### What to do
Give every line below again, exactly.

### Information supplied
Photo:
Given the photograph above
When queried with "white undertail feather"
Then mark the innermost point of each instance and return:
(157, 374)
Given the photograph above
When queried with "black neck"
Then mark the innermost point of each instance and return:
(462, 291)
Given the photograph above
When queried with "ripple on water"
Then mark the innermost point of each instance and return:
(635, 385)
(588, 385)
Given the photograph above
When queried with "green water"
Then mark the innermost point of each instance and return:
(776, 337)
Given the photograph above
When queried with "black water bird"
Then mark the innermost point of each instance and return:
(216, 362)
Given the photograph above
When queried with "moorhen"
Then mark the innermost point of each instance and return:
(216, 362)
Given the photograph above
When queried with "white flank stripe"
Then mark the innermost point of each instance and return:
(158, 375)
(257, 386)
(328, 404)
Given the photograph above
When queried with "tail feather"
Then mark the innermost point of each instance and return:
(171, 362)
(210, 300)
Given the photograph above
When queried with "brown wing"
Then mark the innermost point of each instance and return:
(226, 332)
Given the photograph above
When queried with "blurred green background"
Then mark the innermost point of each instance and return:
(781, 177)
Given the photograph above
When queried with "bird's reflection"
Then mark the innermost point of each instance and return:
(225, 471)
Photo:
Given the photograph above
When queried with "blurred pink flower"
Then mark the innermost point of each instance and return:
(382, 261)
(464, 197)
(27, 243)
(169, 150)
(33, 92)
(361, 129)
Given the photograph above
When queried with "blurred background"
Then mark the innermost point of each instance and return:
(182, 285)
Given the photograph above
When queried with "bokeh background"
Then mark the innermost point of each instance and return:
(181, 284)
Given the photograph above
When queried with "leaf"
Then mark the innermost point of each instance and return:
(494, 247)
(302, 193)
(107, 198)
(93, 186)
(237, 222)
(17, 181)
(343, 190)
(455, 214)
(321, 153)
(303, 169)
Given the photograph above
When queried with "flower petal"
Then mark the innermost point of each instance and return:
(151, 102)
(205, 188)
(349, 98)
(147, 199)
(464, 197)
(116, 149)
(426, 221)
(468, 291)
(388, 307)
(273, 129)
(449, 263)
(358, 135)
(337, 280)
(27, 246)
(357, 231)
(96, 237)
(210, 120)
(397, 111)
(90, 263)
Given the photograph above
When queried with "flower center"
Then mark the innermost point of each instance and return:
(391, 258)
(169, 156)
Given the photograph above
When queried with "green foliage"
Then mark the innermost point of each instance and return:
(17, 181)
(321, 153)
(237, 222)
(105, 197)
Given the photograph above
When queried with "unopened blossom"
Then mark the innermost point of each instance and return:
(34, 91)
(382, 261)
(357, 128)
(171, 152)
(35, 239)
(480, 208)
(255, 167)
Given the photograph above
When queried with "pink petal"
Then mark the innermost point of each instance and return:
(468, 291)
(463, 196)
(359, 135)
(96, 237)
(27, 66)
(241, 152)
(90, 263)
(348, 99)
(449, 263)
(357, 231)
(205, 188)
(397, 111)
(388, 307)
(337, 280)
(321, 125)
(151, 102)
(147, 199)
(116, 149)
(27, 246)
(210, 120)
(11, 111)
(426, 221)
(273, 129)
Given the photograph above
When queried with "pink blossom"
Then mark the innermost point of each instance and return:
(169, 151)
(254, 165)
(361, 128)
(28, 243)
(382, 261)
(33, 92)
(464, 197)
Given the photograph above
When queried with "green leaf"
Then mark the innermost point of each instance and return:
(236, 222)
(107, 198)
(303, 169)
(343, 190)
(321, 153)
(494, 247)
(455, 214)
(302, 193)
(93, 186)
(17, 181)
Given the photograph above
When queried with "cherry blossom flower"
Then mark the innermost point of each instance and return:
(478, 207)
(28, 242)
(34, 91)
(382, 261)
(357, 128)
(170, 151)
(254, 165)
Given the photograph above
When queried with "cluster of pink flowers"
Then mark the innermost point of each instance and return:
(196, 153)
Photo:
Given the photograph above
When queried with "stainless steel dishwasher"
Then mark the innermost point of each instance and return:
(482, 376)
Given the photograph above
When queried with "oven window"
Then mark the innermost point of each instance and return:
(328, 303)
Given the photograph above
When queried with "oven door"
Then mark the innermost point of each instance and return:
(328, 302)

### Complete response
Photo:
Given the photograph above
When queried with "white undertail feather"
Then mark the innermost point of each instance and return:
(157, 374)
Given the photograph above
When queried with "black neck"
Then mark the innermost point of each instance and return:
(462, 291)
Given the photograph above
When queried with "ripple on water"
Then mark the innermost point of each instance and return:
(635, 385)
(588, 385)
Given the photograph above
When queried with "green water"
Then mark the innermost point of each instance and return:
(776, 337)
Given the photograph above
When queried with "black water bird"
Then mark the innermost point of each instance and return:
(216, 362)
Given the photograph above
When queried with "moorhen"
Then mark the innermost point of each instance and return:
(216, 362)
Given the photograph above
When queried with "white flank stripe"
Then mark the innermost point of each instance and return:
(158, 375)
(257, 386)
(328, 404)
Given the photograph above
When queried with "tail feather"
Then mark the innermost point of each instance and return:
(171, 362)
(210, 300)
Given the photograph above
When queried with "brown wing"
Then mark the innermost point of each instance and return:
(226, 332)
Given the photograph above
When queried with "blurred green background"
Then mark the innermost point of each instance and return:
(781, 177)
Given the photograph above
When queried with "bird's reflection"
Then mark the innermost point of each instance and return:
(225, 471)
Photo:
Given the photograph above
When queried with "blurred pink flower"
Then mark the innermost point of each instance and return:
(382, 261)
(464, 197)
(27, 243)
(169, 150)
(33, 92)
(361, 129)
Given the photograph above
When queried with "blurred background"
Then mark the innermost point of each instance and return:
(182, 285)
Given the photograph above
When queried with "bokeh background"
Then mark the innermost point of each instance and return:
(181, 284)
Given the photograph above
When queried with "leaf"
Then mark the innermost point of each instance and return:
(494, 247)
(302, 193)
(107, 198)
(93, 186)
(237, 222)
(17, 181)
(343, 190)
(455, 214)
(321, 153)
(303, 169)
Given the photograph above
When queried with "flower petal"
Then mark the innermost point of each instance and return:
(151, 102)
(205, 188)
(349, 98)
(147, 199)
(464, 197)
(116, 149)
(426, 221)
(468, 291)
(388, 307)
(273, 129)
(449, 263)
(358, 135)
(337, 280)
(27, 246)
(357, 231)
(96, 237)
(210, 120)
(397, 111)
(90, 263)
Given the photograph above
When queried with "flower center"
Then mark the innermost point of each instance and return:
(391, 258)
(169, 156)
Given the photograph above
When queried with "green foliage"
Then mark the innermost point of each instance and return:
(17, 181)
(321, 153)
(237, 222)
(105, 197)
Given the photograph above
When queried with "unopened blossom"
Then mark the innermost point of each instance and return:
(34, 91)
(382, 261)
(357, 128)
(171, 152)
(35, 239)
(480, 208)
(255, 167)
Given the photograph above
When queried with "pink petal"
Then mark the innermost point of each instance and return:
(468, 291)
(463, 196)
(359, 135)
(96, 237)
(27, 66)
(241, 152)
(90, 263)
(348, 99)
(449, 263)
(357, 231)
(205, 188)
(397, 111)
(388, 307)
(337, 280)
(321, 125)
(151, 102)
(147, 199)
(116, 149)
(27, 246)
(210, 120)
(11, 111)
(426, 221)
(273, 129)
Given the photograph above
When queried with "pink blossom"
Then mark the innermost point of each instance and return:
(169, 151)
(254, 165)
(361, 128)
(28, 243)
(382, 261)
(33, 92)
(464, 197)
Given the photograph above
When queried with "green leaf"
Then mark the innermost point of each instance and return:
(236, 222)
(107, 198)
(303, 169)
(343, 190)
(321, 153)
(494, 247)
(455, 214)
(302, 193)
(93, 186)
(17, 181)
Given the photograph above
When queried with "cherry blossom flower"
Then mark the innermost point of each instance and return:
(478, 207)
(28, 242)
(34, 91)
(382, 261)
(357, 128)
(170, 151)
(254, 165)
Given the photograph above
When queried with "cluster of pink flowers"
Then mark the innermost point of each instance and return:
(196, 153)
Photo:
Given the photograph above
When queried with "stainless steel dishwasher"
Then mark the innermost point of each instance and return:
(482, 376)
Given the photograph above
When queried with "oven window"
Then mark the innermost point of each instance and return:
(328, 303)
Given the photograph above
When queried with "oven door"
Then mark the innermost point of each instance and return:
(328, 302)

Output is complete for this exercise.